** Your task **
Count the lines in the items below that contain the word "cream", and reply with the number alone.

*** Material provided ***

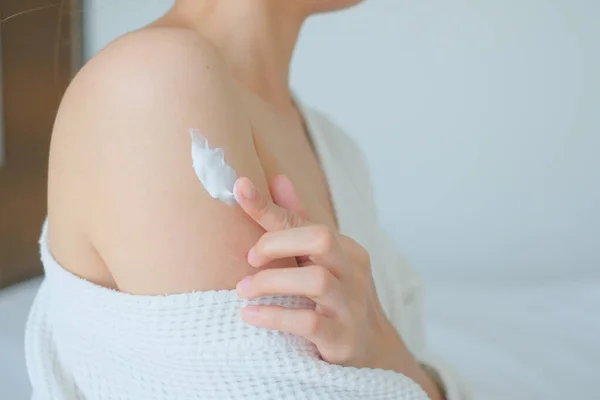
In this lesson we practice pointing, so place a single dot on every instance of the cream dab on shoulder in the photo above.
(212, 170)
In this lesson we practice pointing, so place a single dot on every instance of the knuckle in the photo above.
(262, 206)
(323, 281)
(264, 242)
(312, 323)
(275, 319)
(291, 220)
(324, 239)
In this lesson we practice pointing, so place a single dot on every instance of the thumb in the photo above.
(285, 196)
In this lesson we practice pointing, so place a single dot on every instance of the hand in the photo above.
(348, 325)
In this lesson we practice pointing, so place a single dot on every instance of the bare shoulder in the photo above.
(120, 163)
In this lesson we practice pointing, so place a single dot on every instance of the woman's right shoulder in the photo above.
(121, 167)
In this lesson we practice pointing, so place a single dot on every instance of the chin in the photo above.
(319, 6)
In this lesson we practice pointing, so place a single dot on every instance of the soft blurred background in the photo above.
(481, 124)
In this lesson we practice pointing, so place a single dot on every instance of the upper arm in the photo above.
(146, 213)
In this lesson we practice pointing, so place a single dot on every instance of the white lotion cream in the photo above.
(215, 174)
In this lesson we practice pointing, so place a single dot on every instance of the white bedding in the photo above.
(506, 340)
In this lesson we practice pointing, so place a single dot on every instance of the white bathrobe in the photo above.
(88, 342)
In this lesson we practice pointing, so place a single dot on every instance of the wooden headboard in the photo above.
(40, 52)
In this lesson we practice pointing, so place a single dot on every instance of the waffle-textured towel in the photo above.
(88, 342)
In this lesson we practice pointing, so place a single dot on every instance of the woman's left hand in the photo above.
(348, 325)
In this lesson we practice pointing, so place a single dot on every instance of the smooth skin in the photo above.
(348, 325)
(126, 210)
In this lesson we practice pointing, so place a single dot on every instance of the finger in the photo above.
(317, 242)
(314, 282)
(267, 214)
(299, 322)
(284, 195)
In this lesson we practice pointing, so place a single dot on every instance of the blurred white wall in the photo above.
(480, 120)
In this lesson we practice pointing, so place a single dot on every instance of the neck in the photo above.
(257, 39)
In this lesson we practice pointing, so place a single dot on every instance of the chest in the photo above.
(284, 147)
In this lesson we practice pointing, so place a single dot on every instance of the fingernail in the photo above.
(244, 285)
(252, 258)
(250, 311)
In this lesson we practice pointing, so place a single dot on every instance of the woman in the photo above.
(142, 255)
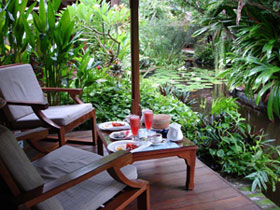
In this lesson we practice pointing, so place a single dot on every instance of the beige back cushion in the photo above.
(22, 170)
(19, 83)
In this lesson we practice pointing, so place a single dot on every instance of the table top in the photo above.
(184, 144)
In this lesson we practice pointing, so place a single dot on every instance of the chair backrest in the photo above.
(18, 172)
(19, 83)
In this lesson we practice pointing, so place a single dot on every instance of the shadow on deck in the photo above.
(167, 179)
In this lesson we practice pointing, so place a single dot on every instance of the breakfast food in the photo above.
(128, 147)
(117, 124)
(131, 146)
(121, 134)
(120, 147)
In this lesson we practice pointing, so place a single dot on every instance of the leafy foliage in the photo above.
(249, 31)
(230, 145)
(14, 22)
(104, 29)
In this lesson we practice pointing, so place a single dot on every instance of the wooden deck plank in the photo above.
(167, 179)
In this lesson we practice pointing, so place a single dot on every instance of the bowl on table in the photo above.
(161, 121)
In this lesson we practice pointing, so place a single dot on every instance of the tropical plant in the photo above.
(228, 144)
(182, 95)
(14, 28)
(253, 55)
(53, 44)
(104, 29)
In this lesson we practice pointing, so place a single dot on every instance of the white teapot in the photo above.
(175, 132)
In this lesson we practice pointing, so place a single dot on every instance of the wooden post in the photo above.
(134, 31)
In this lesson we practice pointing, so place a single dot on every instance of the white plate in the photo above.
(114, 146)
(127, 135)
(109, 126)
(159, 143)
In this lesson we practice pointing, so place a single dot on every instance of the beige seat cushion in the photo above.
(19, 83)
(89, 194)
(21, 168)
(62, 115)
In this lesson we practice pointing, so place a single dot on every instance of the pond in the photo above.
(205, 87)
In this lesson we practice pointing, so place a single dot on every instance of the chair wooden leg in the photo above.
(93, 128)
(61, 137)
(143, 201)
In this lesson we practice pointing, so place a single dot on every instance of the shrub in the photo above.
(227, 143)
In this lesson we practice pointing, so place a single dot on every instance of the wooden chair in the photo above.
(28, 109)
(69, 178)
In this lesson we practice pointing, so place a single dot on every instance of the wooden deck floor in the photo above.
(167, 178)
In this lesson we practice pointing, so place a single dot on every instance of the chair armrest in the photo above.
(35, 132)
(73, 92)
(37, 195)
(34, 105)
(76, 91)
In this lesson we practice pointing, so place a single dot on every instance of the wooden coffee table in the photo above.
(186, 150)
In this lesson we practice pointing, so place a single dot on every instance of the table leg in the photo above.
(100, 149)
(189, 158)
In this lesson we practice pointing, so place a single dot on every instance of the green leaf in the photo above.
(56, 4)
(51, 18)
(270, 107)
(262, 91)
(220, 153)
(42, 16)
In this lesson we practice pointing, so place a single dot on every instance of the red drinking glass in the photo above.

***
*** Material provided ***

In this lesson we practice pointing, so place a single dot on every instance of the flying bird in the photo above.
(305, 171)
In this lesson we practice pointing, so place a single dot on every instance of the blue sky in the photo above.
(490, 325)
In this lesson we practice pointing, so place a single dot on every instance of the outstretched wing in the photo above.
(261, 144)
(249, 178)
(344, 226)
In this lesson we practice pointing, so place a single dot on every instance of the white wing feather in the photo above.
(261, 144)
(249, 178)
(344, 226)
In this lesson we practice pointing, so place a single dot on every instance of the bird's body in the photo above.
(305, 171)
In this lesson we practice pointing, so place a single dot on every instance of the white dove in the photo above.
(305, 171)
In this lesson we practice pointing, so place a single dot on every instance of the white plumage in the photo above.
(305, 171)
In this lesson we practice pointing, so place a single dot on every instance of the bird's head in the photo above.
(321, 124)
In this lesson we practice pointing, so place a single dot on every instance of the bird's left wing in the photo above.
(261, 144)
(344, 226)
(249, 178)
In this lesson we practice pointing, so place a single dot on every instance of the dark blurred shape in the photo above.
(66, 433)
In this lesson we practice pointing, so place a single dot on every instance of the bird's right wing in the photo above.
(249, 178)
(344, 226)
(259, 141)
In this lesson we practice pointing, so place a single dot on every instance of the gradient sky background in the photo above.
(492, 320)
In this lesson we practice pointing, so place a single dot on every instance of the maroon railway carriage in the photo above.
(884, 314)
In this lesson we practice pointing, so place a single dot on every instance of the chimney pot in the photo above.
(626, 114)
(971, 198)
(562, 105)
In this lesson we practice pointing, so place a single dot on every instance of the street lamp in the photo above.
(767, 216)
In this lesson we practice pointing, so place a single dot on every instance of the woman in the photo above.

***
*** Material provided ***

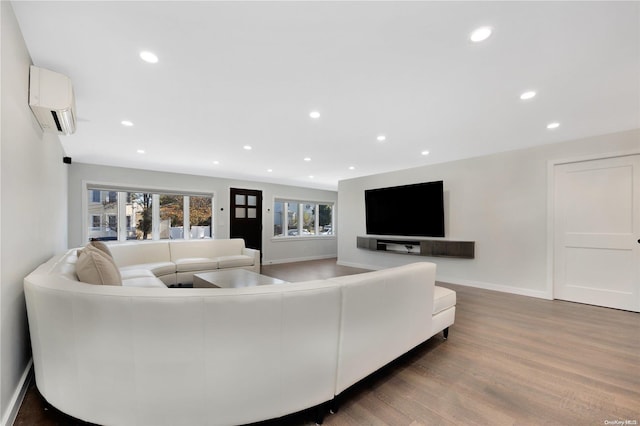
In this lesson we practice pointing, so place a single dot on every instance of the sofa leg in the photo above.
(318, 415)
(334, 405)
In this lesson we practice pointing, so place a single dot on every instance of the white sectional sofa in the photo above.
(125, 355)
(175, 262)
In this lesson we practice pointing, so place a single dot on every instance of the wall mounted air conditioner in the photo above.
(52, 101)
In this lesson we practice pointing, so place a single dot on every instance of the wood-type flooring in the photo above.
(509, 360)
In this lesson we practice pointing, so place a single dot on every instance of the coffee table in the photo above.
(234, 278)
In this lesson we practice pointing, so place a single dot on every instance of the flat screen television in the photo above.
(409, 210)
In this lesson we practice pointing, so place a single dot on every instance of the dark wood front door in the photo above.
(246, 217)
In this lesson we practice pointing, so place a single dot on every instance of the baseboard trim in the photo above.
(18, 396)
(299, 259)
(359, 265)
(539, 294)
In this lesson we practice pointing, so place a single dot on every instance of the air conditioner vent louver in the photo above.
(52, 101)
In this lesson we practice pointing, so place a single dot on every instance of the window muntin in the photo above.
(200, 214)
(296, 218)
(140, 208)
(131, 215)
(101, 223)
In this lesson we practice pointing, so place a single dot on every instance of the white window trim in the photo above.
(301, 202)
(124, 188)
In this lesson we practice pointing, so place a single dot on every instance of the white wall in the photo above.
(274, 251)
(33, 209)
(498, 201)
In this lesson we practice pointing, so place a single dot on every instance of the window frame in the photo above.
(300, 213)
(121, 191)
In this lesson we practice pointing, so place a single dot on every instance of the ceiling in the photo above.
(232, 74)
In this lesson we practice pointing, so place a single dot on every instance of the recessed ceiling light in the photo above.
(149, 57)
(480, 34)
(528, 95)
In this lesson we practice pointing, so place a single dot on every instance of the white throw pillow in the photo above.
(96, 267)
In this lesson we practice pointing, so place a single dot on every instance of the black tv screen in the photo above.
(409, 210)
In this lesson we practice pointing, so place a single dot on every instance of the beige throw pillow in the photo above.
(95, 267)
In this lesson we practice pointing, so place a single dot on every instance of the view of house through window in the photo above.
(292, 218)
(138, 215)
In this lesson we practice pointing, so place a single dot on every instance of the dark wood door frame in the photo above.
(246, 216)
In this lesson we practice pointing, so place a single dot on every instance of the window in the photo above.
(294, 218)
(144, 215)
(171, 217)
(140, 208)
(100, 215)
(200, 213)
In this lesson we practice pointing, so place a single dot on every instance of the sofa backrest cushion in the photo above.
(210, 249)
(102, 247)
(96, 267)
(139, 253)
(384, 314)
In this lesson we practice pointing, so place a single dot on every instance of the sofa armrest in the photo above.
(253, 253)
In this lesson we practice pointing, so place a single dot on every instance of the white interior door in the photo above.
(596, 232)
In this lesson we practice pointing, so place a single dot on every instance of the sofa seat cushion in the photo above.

***

** The response **
2